(Records for this exercise)

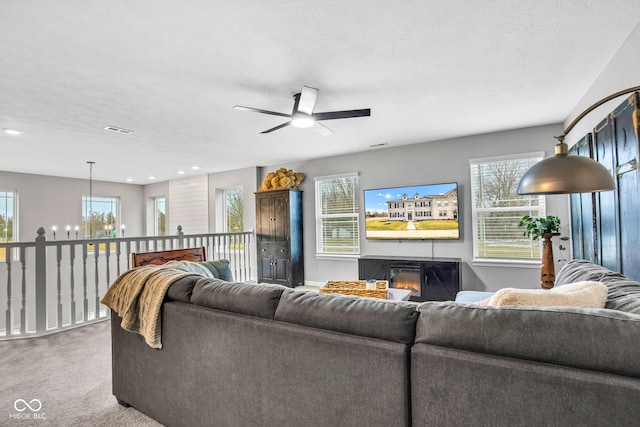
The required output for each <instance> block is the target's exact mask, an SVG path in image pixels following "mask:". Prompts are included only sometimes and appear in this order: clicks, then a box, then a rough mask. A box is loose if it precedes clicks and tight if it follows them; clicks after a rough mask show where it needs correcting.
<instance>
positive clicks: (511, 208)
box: [469, 151, 546, 267]
mask: <svg viewBox="0 0 640 427" xmlns="http://www.w3.org/2000/svg"><path fill="white" fill-rule="evenodd" d="M544 157H545V153H544V152H543V151H539V152H532V153H521V154H513V155H506V156H492V157H484V158H477V159H469V173H470V193H471V218H472V232H473V234H472V241H473V259H472V263H473V264H474V265H487V266H491V265H496V266H508V265H512V266H531V267H537V266H539V265H540V262H541V255H542V251H541V247H540V249H537V251H538V254H539V256H538V257H531V258H522V257H512V258H510V257H505V256H486V254H485V255H484V256H481V255H480V250H479V245H480V243H482V242H484V241H485V239H479V237H478V235H479V226H480V223H481V222H482V220H481V219H480V216H481V215H482V214H485V213H491V212H514V213H517V212H519V213H521V215H520V218H521V217H522V216H524V215H531V216H540V217H542V216H546V198H545V196H544V195H528V196H519V195H518V196H516V197H518V198H522V199H528V203H523V205H522V206H508V207H478V206H477V203H476V202H477V199H476V195H477V193H478V190H479V189H478V188H476V186H477V184H476V179H475V172H474V167H478V165H486V164H488V163H495V162H508V161H513V162H516V161H523V160H524V161H532V163H531V165H529V167H530V166H532V165H533V164H535V163H537V162H539V161H541V160H542V159H544ZM526 170H527V169H523V170H522V171H521V174H520V176H519V177H517V179H515V180H516V181H517V182H519V181H520V179H521V178H522V175H523V174H524V173H525V172H526ZM514 192H515V189H514ZM514 195H515V194H514ZM536 202H537V206H536ZM513 221H514V223H512V224H511V225H512V226H513V225H515V226H517V223H516V222H515V221H516V219H514V220H513ZM517 222H519V218H518V219H517ZM523 239H524V238H523ZM529 240H530V245H531V246H530V248H533V247H534V246H535V245H538V246H541V245H540V242H538V241H533V240H532V239H529Z"/></svg>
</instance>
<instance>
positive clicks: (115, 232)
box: [82, 196, 120, 239]
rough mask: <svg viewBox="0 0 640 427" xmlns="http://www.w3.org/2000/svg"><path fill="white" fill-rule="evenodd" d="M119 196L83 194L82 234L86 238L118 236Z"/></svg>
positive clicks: (118, 220)
mask: <svg viewBox="0 0 640 427" xmlns="http://www.w3.org/2000/svg"><path fill="white" fill-rule="evenodd" d="M119 204H120V203H119V198H117V197H91V198H90V197H88V196H82V235H83V237H84V238H85V239H95V238H109V237H116V235H117V230H118V224H119V223H120V214H119V211H120V209H119Z"/></svg>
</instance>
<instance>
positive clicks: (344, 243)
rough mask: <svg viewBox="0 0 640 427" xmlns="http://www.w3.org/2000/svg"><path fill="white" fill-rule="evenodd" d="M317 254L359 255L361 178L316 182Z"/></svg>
mask: <svg viewBox="0 0 640 427" xmlns="http://www.w3.org/2000/svg"><path fill="white" fill-rule="evenodd" d="M315 184H316V253H317V254H318V255H357V254H359V253H360V233H359V231H358V224H359V222H360V215H359V207H358V175H357V173H353V174H346V175H334V176H329V177H318V178H315Z"/></svg>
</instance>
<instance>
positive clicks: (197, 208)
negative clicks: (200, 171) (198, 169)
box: [168, 175, 209, 234]
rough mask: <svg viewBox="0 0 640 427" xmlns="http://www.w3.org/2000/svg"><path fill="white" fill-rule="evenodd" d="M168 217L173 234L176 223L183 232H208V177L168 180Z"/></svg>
mask: <svg viewBox="0 0 640 427" xmlns="http://www.w3.org/2000/svg"><path fill="white" fill-rule="evenodd" d="M169 204H170V206H169V218H170V221H171V228H170V230H168V233H170V234H174V233H175V232H176V230H177V228H178V225H181V226H182V230H183V231H184V234H200V233H208V232H209V179H208V177H207V175H201V176H196V177H193V178H187V179H181V180H178V181H169Z"/></svg>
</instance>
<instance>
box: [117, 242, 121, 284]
mask: <svg viewBox="0 0 640 427" xmlns="http://www.w3.org/2000/svg"><path fill="white" fill-rule="evenodd" d="M121 245H122V242H120V241H118V242H116V274H117V275H118V276H120V249H121Z"/></svg>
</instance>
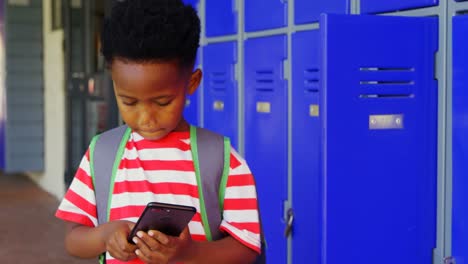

(End Records for this exercise)

* What is expected: Please gather each line of the material above that contains the word "positive" and copy those lines in full. Matches must have the same case.

* Your solution:
positive clicks: (511, 208)
positive clicks: (115, 232)
positive clicks: (118, 220)
positive clicks: (344, 243)
positive clicks: (197, 208)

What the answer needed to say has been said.